## PASSAGE PROVIDED

As I reported yesterday, the sticking point in negotiations has not been pay. Instead, workers have been fighting for sick days and increased freedom from punitive attendance policies adopted by rail companies. Engineer Ross Grooters described it to me as a fight “for the basic right to be able to be people outside of the railroad.”

In a joint statement, the leaders of the SMART Transportation Division and the Brotherhood of Locomotive Engineers and Trainmen, which together represent about half the workforce, said the tentative agreement would provide workers with “voluntary assigned days off,” as well the ability to take unpaid time off for medical care. In another win for workers, union leaders said healthcare costs would remain unchanged under the plan. Workers would still receive $5,000 of bonus payments and a 24 percent pay increase over five years under the most recent deal.

The tentative deal will now be voted on by union members. There are no guarantees it will be approved. Members of the International Association of Machinists and Aerospace Workers rejected an earlier agreement on Wednesday, and authorized a strike later this month. On social media, the reaction from workers to the most recent deal has been mixed with some expressing cautious optimism and others a sense that union leaders failed them.

## TASK TO CARRY OUT
List every provision of the tentative agreement for workers that the passage on the rail negotiations describes.

## DATA FOR ANALYSIS

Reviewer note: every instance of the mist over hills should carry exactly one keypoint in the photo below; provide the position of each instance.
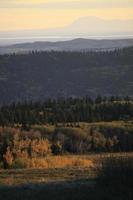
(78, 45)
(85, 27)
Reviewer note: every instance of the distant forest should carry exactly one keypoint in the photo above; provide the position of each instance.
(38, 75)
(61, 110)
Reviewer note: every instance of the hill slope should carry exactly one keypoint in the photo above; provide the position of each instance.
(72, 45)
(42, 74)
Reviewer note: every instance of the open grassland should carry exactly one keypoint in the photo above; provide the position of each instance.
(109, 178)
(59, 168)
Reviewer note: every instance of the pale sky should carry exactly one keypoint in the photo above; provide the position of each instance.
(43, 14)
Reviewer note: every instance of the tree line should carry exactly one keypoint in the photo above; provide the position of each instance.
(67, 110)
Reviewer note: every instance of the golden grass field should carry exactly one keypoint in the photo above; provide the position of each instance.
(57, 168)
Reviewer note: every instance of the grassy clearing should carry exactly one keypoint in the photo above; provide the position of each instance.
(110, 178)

* * *

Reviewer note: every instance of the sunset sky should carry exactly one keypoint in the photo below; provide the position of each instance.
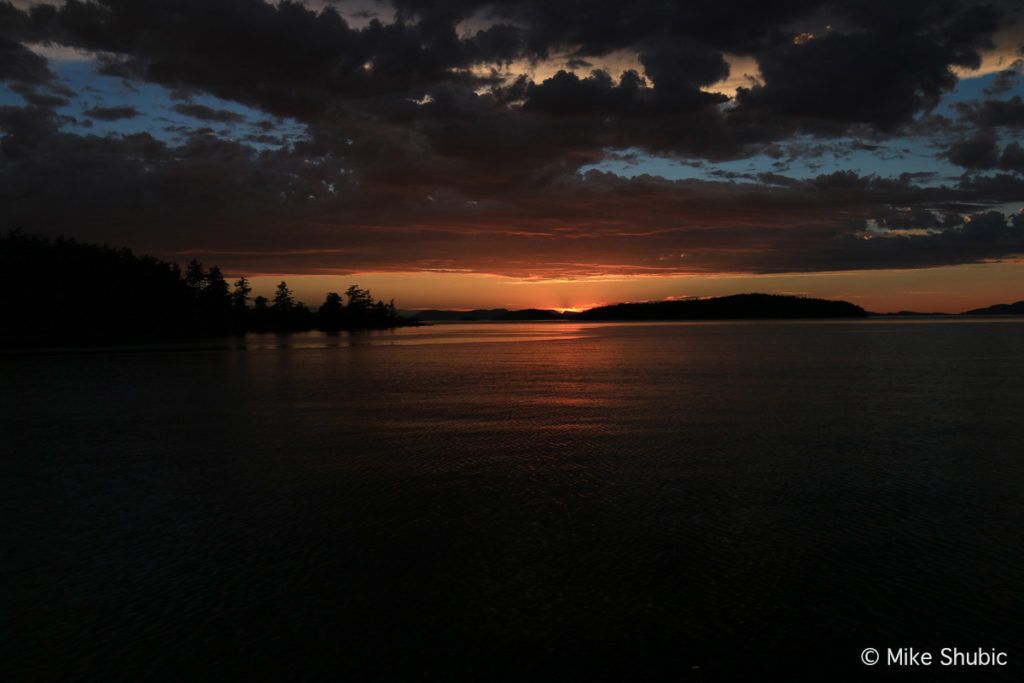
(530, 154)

## TASK RESPONSE
- Voluntary assigned days off
- The ability to take unpaid time off for medical care
- Healthcare costs remaining unchanged
- $5,000 of bonus payments
- A 24 percent pay increase over five years